#### [Work required]
Count the lines of the listing that contain the word "garage" and give only that number.

Start of Material for this task

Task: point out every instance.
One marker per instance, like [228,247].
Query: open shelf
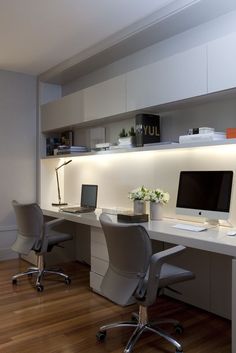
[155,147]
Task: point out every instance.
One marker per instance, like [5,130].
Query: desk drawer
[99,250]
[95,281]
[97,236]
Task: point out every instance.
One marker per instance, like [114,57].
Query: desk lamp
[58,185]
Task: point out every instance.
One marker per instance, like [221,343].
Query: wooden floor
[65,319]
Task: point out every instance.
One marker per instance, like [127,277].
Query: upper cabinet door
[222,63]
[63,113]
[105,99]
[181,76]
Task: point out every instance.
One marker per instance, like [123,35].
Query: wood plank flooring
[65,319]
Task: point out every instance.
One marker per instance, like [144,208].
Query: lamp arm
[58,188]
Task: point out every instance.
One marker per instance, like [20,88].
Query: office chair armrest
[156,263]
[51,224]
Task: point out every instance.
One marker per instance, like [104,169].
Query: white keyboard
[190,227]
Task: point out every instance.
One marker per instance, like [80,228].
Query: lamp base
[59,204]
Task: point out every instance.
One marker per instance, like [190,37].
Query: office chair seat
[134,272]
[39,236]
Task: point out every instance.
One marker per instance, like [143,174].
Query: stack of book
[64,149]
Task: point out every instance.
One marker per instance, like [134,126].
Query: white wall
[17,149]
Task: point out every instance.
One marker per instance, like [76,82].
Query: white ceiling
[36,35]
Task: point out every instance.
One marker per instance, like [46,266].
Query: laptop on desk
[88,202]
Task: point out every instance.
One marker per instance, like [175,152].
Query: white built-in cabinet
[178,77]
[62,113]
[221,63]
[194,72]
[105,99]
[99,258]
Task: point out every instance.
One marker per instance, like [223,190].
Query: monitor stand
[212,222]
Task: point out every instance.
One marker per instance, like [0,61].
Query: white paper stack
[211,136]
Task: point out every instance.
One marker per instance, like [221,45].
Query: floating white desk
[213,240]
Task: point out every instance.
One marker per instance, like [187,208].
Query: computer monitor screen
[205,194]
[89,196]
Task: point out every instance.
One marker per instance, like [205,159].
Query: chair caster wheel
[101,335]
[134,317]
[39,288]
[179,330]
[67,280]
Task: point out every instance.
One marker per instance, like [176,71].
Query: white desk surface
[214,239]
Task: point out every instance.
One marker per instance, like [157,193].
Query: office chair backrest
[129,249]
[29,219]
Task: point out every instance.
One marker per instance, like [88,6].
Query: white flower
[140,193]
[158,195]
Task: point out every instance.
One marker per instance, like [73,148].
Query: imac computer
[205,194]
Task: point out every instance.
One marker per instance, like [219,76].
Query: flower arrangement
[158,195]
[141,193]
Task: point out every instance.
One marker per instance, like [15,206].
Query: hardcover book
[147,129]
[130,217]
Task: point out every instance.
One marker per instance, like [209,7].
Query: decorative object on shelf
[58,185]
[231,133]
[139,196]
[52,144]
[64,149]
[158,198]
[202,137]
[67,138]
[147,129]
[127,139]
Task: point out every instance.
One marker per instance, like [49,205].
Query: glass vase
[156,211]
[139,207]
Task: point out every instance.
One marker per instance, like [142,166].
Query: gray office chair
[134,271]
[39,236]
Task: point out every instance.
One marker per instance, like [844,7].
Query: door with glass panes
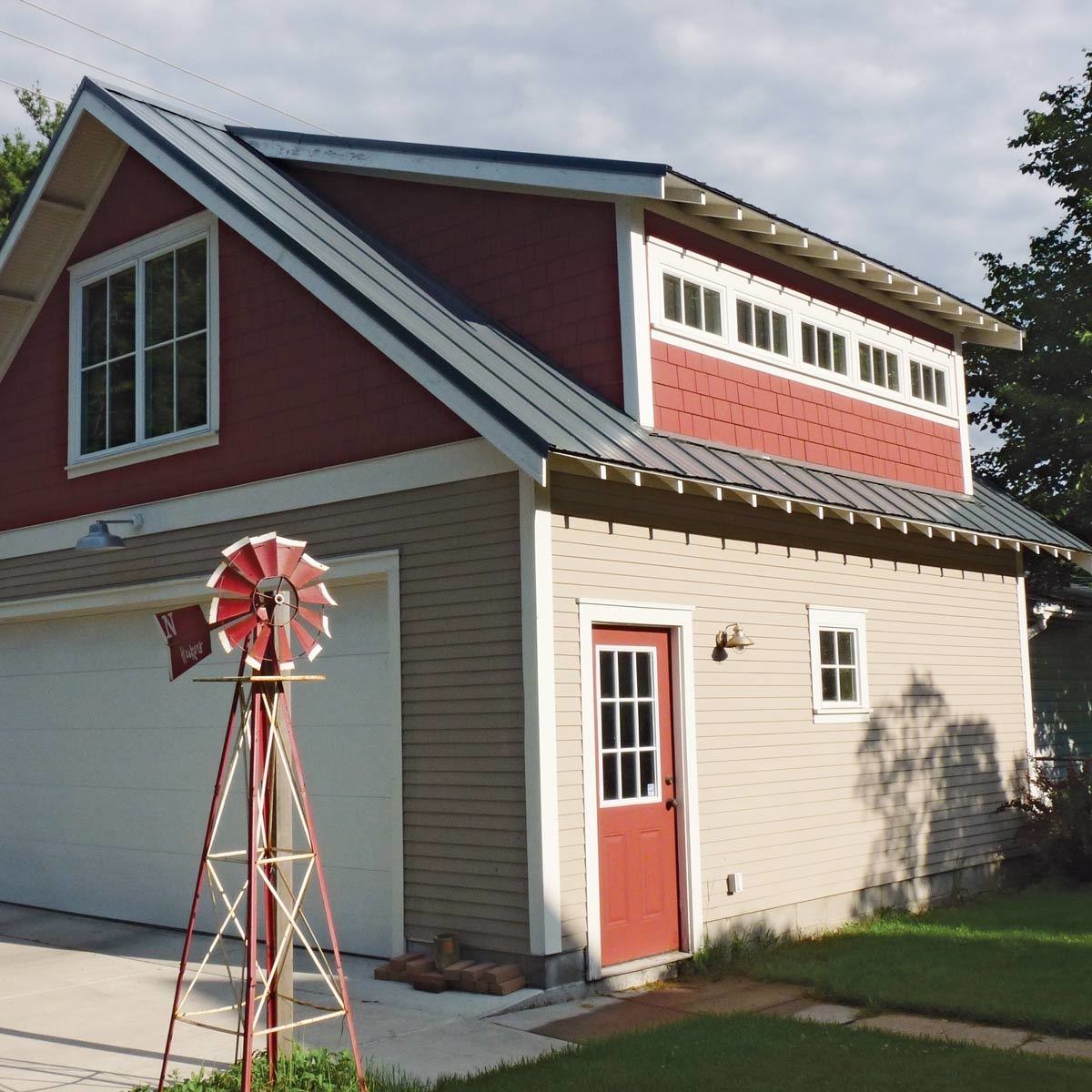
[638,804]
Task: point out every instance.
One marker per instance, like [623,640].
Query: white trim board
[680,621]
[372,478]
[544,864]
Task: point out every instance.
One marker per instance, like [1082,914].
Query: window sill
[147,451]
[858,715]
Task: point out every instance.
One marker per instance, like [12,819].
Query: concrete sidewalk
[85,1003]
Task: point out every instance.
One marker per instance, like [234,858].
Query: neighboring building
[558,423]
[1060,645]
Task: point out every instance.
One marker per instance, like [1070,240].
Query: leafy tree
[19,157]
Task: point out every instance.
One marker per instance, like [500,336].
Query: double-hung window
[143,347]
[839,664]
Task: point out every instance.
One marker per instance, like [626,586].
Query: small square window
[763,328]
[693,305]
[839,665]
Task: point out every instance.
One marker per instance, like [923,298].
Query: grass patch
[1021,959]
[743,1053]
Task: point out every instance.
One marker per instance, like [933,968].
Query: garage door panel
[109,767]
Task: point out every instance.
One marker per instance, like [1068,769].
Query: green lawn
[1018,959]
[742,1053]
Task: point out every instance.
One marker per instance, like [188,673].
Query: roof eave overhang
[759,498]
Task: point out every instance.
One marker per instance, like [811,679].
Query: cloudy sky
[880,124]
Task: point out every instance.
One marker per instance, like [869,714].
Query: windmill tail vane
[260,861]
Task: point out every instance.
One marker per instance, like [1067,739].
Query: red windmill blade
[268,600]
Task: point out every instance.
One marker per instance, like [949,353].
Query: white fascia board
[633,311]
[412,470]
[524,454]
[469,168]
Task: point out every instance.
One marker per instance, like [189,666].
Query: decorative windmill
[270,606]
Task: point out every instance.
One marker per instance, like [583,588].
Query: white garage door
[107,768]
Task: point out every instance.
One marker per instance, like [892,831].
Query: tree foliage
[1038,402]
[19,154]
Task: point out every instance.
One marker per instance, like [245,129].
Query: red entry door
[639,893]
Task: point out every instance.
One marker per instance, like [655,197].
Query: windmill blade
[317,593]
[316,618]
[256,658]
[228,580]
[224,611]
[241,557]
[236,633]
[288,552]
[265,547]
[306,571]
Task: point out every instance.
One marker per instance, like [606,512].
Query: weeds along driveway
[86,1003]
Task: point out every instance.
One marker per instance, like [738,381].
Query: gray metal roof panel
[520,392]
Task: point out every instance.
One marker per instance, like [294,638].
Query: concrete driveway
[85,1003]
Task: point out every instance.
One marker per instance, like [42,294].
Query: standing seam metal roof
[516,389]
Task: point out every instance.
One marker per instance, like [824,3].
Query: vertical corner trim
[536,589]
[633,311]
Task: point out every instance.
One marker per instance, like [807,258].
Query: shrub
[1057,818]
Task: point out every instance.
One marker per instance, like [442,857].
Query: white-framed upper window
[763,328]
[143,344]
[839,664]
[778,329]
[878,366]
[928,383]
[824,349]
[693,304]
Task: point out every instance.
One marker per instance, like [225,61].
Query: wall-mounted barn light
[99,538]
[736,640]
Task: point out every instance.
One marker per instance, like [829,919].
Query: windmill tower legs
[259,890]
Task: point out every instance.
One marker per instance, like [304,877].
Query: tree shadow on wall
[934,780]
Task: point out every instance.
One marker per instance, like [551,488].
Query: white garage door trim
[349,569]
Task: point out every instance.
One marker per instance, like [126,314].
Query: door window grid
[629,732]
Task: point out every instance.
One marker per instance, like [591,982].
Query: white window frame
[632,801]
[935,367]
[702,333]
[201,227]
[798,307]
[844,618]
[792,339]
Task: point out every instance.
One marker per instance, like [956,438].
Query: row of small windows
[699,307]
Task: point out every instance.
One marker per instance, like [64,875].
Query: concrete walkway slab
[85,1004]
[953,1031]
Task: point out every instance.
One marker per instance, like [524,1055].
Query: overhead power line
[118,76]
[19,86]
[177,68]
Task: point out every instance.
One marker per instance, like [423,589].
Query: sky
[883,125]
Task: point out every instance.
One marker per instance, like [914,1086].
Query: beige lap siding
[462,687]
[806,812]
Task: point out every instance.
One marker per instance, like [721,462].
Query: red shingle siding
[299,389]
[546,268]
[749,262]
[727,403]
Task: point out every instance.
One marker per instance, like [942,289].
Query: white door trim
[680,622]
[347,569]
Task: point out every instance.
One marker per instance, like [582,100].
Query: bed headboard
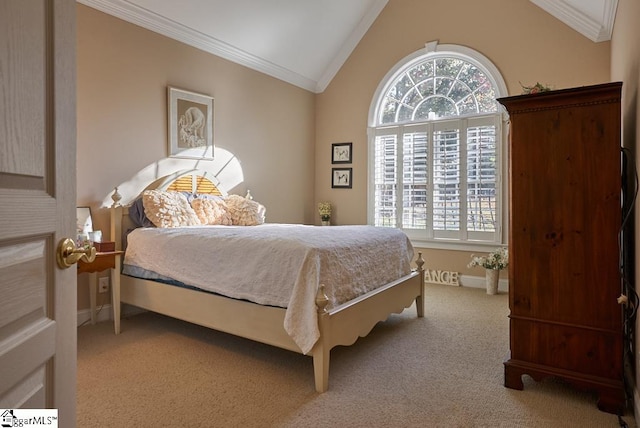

End of Material for this task

#### [Exercise result]
3